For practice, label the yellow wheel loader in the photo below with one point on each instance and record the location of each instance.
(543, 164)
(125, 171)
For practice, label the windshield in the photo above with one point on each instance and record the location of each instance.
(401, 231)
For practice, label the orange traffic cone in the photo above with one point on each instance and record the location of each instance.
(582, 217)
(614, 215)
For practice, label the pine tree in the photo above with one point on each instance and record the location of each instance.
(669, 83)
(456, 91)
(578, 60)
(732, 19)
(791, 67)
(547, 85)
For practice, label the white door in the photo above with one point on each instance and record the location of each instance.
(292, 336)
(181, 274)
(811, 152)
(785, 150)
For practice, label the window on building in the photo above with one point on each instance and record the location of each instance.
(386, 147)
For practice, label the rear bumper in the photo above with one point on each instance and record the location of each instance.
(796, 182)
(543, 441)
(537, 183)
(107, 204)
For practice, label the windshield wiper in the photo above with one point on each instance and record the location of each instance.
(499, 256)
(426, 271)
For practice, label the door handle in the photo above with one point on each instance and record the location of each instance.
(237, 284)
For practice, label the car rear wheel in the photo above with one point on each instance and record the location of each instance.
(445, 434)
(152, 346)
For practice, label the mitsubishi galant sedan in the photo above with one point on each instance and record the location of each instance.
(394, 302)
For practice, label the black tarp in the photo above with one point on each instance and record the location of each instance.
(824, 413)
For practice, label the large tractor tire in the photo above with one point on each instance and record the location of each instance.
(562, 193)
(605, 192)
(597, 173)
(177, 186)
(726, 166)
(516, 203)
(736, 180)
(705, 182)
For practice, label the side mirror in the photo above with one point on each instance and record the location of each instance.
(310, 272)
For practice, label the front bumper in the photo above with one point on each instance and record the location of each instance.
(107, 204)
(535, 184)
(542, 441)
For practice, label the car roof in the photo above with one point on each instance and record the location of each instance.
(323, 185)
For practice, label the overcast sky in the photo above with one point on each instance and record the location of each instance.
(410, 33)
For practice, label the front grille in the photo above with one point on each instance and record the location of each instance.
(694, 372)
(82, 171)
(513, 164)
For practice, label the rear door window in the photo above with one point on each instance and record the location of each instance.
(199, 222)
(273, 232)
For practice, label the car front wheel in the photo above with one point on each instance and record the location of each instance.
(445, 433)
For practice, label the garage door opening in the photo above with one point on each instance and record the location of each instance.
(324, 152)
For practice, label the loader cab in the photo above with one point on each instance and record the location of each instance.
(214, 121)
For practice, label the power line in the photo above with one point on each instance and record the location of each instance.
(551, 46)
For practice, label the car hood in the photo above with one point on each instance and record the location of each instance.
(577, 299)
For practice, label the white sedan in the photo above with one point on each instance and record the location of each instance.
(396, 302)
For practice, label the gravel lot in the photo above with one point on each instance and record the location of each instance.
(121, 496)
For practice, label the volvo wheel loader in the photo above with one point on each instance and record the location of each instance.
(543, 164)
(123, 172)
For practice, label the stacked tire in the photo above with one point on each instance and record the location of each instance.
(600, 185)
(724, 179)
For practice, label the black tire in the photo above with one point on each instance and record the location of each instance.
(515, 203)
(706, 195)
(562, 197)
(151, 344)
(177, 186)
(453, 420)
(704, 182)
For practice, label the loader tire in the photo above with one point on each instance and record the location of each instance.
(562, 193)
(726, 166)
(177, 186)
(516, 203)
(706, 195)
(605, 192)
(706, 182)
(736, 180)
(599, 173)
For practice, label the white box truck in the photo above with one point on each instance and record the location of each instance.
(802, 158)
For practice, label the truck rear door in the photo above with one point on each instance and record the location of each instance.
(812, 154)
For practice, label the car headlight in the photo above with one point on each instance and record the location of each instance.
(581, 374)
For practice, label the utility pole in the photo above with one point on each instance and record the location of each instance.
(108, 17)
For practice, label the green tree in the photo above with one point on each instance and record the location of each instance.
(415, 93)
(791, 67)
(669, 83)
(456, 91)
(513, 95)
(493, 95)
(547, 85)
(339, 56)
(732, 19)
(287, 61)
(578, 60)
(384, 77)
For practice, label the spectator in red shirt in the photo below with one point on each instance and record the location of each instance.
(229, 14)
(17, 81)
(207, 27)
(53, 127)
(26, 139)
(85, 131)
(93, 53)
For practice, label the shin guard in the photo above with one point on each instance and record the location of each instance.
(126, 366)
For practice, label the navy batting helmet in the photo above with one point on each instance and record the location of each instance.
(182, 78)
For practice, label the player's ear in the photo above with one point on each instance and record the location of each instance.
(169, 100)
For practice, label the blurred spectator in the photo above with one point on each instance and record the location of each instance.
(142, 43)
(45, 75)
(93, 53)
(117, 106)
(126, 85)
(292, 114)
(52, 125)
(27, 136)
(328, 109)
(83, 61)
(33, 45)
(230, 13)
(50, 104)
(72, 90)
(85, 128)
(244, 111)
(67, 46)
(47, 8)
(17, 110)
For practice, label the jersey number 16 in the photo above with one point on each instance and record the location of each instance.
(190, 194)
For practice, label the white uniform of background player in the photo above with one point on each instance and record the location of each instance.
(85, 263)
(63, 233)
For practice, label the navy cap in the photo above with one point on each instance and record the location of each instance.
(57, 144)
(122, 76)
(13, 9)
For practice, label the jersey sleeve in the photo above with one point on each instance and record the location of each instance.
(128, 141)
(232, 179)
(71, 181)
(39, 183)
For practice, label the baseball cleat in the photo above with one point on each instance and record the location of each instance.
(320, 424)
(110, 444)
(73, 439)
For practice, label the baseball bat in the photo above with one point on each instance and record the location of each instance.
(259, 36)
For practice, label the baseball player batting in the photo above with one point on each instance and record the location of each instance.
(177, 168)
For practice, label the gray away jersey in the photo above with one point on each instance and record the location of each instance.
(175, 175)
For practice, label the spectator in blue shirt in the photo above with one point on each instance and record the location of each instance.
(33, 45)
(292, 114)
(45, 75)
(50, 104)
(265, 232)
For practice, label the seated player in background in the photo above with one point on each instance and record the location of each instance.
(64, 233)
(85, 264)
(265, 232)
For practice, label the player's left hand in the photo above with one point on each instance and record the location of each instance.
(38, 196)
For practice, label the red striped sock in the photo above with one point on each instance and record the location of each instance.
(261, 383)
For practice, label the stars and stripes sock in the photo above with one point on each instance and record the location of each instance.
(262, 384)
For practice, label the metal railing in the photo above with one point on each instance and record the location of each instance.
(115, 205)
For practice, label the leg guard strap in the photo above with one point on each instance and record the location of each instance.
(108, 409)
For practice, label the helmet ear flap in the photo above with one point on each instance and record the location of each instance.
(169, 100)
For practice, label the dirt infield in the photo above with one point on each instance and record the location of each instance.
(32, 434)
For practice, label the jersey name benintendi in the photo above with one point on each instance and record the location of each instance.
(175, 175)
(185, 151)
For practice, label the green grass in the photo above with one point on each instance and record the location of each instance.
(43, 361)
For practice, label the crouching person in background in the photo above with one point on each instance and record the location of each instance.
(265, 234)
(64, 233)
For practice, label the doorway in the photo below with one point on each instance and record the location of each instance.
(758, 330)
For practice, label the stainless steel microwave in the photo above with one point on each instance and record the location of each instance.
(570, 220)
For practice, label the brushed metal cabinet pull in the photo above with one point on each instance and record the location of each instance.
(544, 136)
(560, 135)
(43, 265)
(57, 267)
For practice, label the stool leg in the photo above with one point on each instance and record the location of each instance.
+++++
Set exercise: Give the entries once more, exactly as they appear.

Solution to this exercise:
For practice, label the yellow wheel loader in the photo below with one point on each instance and record the location of each instance.
(543, 164)
(125, 171)
For practice, label the windshield in the photo above with one point on each instance and record the location of each instance.
(401, 231)
For practice, label the orange traffic cone in the photo above with one point on each instance and record the location of each instance.
(582, 217)
(614, 215)
For practice, label the pine tree in the photo above with one point on each instance and record the location of each instance.
(669, 83)
(456, 91)
(578, 60)
(732, 19)
(791, 67)
(547, 85)
For practice, label the white door in the photo above with one point on each instance and record the location of each instance.
(292, 336)
(181, 274)
(811, 152)
(785, 150)
For practice, label the window on building in the photo above with one point on each instance and record the location of each instance.
(386, 147)
For practice, label the rear bumper in the photo above with one point on each instance and record the location of each instance.
(796, 182)
(543, 441)
(537, 183)
(107, 204)
For practice, label the windshield wiper in the photo above with one point on each instance and record the location of each instance.
(499, 256)
(426, 271)
For practice, label the door handle in the photo above with one point on each instance and record the location of each instance.
(237, 284)
For practice, label the car rear wheel in the photo above with one point on each instance and record the location of each instance.
(445, 434)
(152, 346)
For practice, label the mitsubishi galant sedan in the photo above with one point on each instance and record the location of each instance.
(394, 302)
For practice, label the black tarp in the photo above with one point on each instance and record the location of each instance.
(824, 413)
For practice, label the large tractor tire in the photo above with one point on each instance and record the location of each instance.
(562, 193)
(605, 192)
(597, 173)
(177, 186)
(726, 166)
(516, 203)
(736, 180)
(705, 182)
For practice, label the side mirror in the photo above with one point on each instance and record the location of each instance.
(310, 272)
For practice, label the front bumper in the photo above with one point on each instance and record the location of each instance.
(107, 204)
(535, 184)
(542, 441)
For practice, label the car roof in the photo above with one point on each instance and record the location of each instance.
(323, 185)
For practice, label the overcast sky in the photo above with one point on each instance and record the location of each instance.
(410, 33)
For practice, label the front grille in the photo above with one point on each instance and record the location of each instance.
(694, 372)
(82, 171)
(513, 164)
For practice, label the rear door window in the photo above with one point on each instance and record the location of each instance.
(199, 222)
(273, 232)
For practice, label the car front wheel in the photo above with one point on each instance and record the location of each instance.
(445, 433)
For practice, label the garage door opening in the photo above with one point on each instance and record the location of each instance.
(324, 152)
For practice, label the loader cab in the photo above with one point on each instance and record the location of each instance.
(214, 121)
For practice, label the power line in the photo above with one point on each instance and record the location of each instance.
(551, 46)
For practice, label the car hood in the photo above with one point on each instance and record the location of each instance.
(577, 299)
For practice, label the white sedan in the photo above with one point on each instance and record the location of each instance.
(396, 302)
For practice, label the gravel lot in the photo above with one point on each instance and record the location of each instance.
(121, 496)
For practice, label the volvo wheel loader in the photo above with one point on each instance and record the location of each instance.
(543, 164)
(123, 172)
For practice, label the stacked tire in the photo above with one point on each instance and record the location of each instance.
(600, 185)
(724, 179)
For practice, label the black tire in the photo above with one point on each instance and record the location of each instance.
(515, 203)
(706, 195)
(562, 197)
(151, 344)
(177, 186)
(453, 420)
(704, 182)
For practice, label the loader tire in the photo above with one point on each instance and record the location of each instance.
(562, 193)
(726, 166)
(177, 186)
(516, 203)
(706, 195)
(605, 192)
(706, 182)
(736, 180)
(599, 173)
For practice, label the white box truck in the photo above with one point on each instance and record the location of each instance.
(802, 158)
For practice, label the truck rear door in the photo above with one point on each instance and record the location of each instance.
(812, 154)
For practice, label the car headlight in the photo above with one point on each instance and record the location of each instance.
(581, 374)
For practice, label the utility pole in the photo above with one point on each instance and record the location of each instance.
(108, 17)
For practice, label the green tree in the photo above with one point on each instance and record the location of each instance.
(415, 93)
(791, 67)
(669, 83)
(456, 91)
(513, 95)
(493, 95)
(547, 85)
(339, 56)
(732, 19)
(287, 61)
(578, 60)
(384, 77)
For practice, label the spectator in red shirt in the photo below with one point on each instance and record the location of each instance.
(229, 14)
(17, 81)
(207, 27)
(53, 127)
(26, 139)
(85, 131)
(93, 53)
For practice, label the shin guard in the photo above with one point on each instance and record the location of each instance.
(126, 366)
For practice, label the navy batting helmet in the photo above with one point on each instance and record the location of each instance.
(182, 78)
For practice, label the player's ear in the photo above with one point on each instance and record the location of each instance.
(169, 100)
For practice, label the blurred spectator in the photo above with one point on each instance and record the location of each instance.
(142, 43)
(45, 75)
(93, 53)
(117, 106)
(126, 85)
(292, 114)
(52, 125)
(27, 136)
(328, 109)
(83, 61)
(33, 45)
(230, 13)
(50, 104)
(72, 90)
(85, 128)
(244, 111)
(67, 46)
(47, 8)
(17, 110)
For practice, label the jersey number 16 in the photo above with one point on each instance and record the location of each instance.
(190, 194)
For practice, label the white uniform of background player in the photo above with one point on each instance and record the location of each instance.
(85, 263)
(63, 233)
For practice, label the navy cap in the photo above with one point on each instance and record the location of each instance.
(57, 144)
(122, 76)
(13, 9)
For practice, label the jersey sleeve in the photo above with one point on each instance and record the location of each instance.
(128, 141)
(232, 179)
(71, 181)
(39, 183)
For practice, label the baseball cleat in the photo above with one point on each instance and record the location of each instance.
(320, 424)
(110, 444)
(73, 439)
For practice, label the baseball bat in the photo above with one point on each instance and record the location of each instance.
(259, 36)
For practice, label the baseball player batting in the photo above with one point on each instance and record the location of each instance.
(177, 168)
For practice, label the gray away jersey in the photo above with one point on each instance and record the location of each instance.
(175, 175)
For practice, label the spectator in blue shirt in the photo above with one point on each instance and record the location of each instance.
(33, 45)
(292, 114)
(45, 75)
(50, 104)
(265, 232)
For practice, label the seated player in background in the photo above with one point on each instance and record the location of each instance.
(64, 233)
(85, 264)
(265, 232)
For practice, label the player's left hand in the photo above with one point on each instance and record the location of each instance.
(38, 196)
For practice, label the red striped sock in the photo above with one point on each instance and record the location of each instance.
(261, 383)
For practice, label the stars and stripes sock in the photo above with one point on each instance and record the location of each instance.
(262, 384)
For practice, label the metal railing in the photo above with one point on each instance and record the location of each instance.
(115, 205)
For practice, label the leg guard strap in the photo above with one point on each instance and record the location of each instance.
(108, 409)
For practice, label the helmet ear flap in the photo above with one point on each instance and record the location of each instance.
(169, 100)
For practice, label the dirt infield in the photo above with one point on each instance and record the location of each instance.
(32, 434)
For practice, label the jersey name benintendi in the photo above with one point on each instance and record the location of each instance.
(175, 175)
(185, 151)
For practice, label the green grass in the photo above with one point on each instance and record the location of each instance.
(43, 361)
For practice, label the crouching person in background in the photo above with one point on each instance and record the location of each instance.
(265, 234)
(64, 233)
For practice, label the doorway in the photo below with one point on each instance and record the location of each instance.
(758, 330)
For practice, label the stainless steel microwave in the photo above with one point on each instance and record the location of each instance.
(570, 220)
For practice, label the brushed metal cabinet pull in the photo above with one point on each instance and record the location of each instance.
(544, 136)
(560, 135)
(43, 265)
(57, 267)
For practice, label the stool leg in the photo above with one point on each instance and record the location of each instance.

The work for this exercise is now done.